## Supplied passage
* begin *

John Dee's Climate Normal

John Dee's Climate Normal

A Modest Cloud Cover Study (part 5)

Today I ramp up use of indicator variables to further improve my modelling of the ICOADS v3 monthly cloud cover dataset

John Dee's avatar
John Dee
Jul 11, 2025
∙ Paid

Back in part 4 we discovered that a simple intervention approach to the wonky ICOADS data for 1945 – 1956 gave superior prediction results to a model based around the CRU TS4.08 dataset as an independent variable in an ARIMA time series tray bake. Today I’m going to take this approach a step further to see if it generates something even more superior.

I consider this fiddling to be important because the venerable ICOADS v3 dataset cannot be used for time series analysis as it stands owing to the peculiar bias observed during the post war era (1945 – 1956). Iron this wrinkle out and you suddenly get a juicy series dating all the way back to 1853 in order that you may say something about cloud cover. There is some evidence (see here, here and here) that changing cloud cover is affecting the Earth’s albedo and it is this that is altering the energy budget, resulting in recent periods of warming.

I can’t see this hypothesis going down well amongst alarmists, globalists, and those experts with a vested interest in promulgating the carbon dioxide story, but I’m one of those old school scientists who’d rather take a look see then have a think, a cuppa, and a chat (ideally with biscuits). Hence my interest in fixing the ICOADS v3 long-series dataset. I’m hoping everybody has been following this article series and understanding the methodology for I’m about to dive straight in to revealing my best ICOADS predictive model to date…

My Best Model To Date!

* end *

## Required task
Write the next part of the cloud cover study post, picking up right after its final heading. The data comes from a separate source and is not part of the cloud cover post.

[Dataset excerpt]
* begin *

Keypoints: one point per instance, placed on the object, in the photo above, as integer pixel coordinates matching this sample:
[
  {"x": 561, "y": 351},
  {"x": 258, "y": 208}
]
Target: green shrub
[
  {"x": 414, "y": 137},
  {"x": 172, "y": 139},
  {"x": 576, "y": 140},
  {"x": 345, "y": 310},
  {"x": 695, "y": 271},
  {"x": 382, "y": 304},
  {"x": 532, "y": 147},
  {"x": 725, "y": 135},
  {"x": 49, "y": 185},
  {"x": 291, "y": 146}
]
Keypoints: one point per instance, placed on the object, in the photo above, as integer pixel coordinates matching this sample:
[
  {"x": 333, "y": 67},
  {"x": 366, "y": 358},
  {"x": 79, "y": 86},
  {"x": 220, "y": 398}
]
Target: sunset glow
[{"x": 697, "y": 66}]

* end *

## Exercise response
OK, so I’m trying to model the ICOADS v3 monthly cloud cover dataset for the UK for the period January 1855 to December 2024 using ARIMA. As stated before we can get a time series to predict future values of itself providing there is some sort of periodic structure to the data - we all know that this coming winter is going to be cooler than it is today because of the periodic nature of the seasons in the northern hemisphere; put some numbers to this and there you have it!

Up to now I have marked the entire wonky period 1945 – 1956 using a single binary (0,1) indicator variable and submitted this as a single independent (predictor) variable. Whilst this has yielded a half-decent result the method makes the rather bold assumption that all eleven years of 1945 – 1956 were equally as wonky. Chances are they were not, which is probably why we see a ramping of okta values over this period. We can do to refine this crude approach is to permit estimates of wonkiness for each year by submitting an array of eleven binary indicators and see what that brings.

Good Job, Good Job!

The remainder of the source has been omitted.